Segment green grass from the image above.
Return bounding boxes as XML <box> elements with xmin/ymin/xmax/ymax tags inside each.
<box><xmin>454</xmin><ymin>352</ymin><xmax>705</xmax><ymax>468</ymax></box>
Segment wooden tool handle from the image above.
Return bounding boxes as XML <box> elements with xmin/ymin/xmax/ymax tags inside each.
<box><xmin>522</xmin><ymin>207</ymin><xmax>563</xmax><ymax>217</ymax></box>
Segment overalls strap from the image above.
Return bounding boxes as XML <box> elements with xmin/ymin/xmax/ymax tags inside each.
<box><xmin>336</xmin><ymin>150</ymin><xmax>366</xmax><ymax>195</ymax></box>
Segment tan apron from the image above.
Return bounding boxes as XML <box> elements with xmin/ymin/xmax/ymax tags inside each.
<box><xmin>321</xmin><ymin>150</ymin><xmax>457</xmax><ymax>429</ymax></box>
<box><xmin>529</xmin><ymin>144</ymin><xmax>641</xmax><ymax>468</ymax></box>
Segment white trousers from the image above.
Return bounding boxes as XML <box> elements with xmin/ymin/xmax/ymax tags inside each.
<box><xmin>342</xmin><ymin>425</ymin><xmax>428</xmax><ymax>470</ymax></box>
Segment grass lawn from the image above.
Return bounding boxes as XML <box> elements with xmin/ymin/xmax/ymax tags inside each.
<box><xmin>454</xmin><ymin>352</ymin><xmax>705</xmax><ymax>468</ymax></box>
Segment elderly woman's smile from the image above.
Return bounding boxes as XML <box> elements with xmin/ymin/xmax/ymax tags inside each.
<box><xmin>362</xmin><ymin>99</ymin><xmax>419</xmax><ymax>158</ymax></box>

-- TRY IT --
Copy out each record exactly as given, omitting none.

-- RESPONSE TO THIS EXERCISE --
Segment green grass from the image above.
Return bounding boxes as XML <box> elements with xmin/ymin/xmax/ymax tags inside each.
<box><xmin>454</xmin><ymin>352</ymin><xmax>705</xmax><ymax>468</ymax></box>
Segment wooden tool handle from the image above.
Return bounding boxes as XML <box> elements with xmin/ymin/xmax/ymax tags inside each.
<box><xmin>522</xmin><ymin>207</ymin><xmax>563</xmax><ymax>217</ymax></box>
Segment overalls strap from the image above.
Return bounding boxes as XML <box> elements with xmin/ymin/xmax/ymax tags inside each.
<box><xmin>336</xmin><ymin>150</ymin><xmax>366</xmax><ymax>195</ymax></box>
Segment tan apron from the image above.
Return bounding boxes as XML <box> elements with xmin/ymin/xmax/ymax tags inside each.
<box><xmin>321</xmin><ymin>150</ymin><xmax>457</xmax><ymax>429</ymax></box>
<box><xmin>529</xmin><ymin>144</ymin><xmax>641</xmax><ymax>468</ymax></box>
Segment white trousers from the image above.
Return bounding boxes as XML <box> elements with xmin/ymin/xmax/ymax tags inside each.
<box><xmin>342</xmin><ymin>425</ymin><xmax>428</xmax><ymax>470</ymax></box>
Segment grass lawn from the image above.
Return bounding boxes as XML <box> elements with xmin/ymin/xmax/ymax tags inside each.
<box><xmin>454</xmin><ymin>352</ymin><xmax>705</xmax><ymax>468</ymax></box>
Segment elderly woman's smile from the image above.
Return bounding boxes as XML <box> elements with xmin/ymin/xmax/ymax tags inside each.
<box><xmin>362</xmin><ymin>99</ymin><xmax>419</xmax><ymax>158</ymax></box>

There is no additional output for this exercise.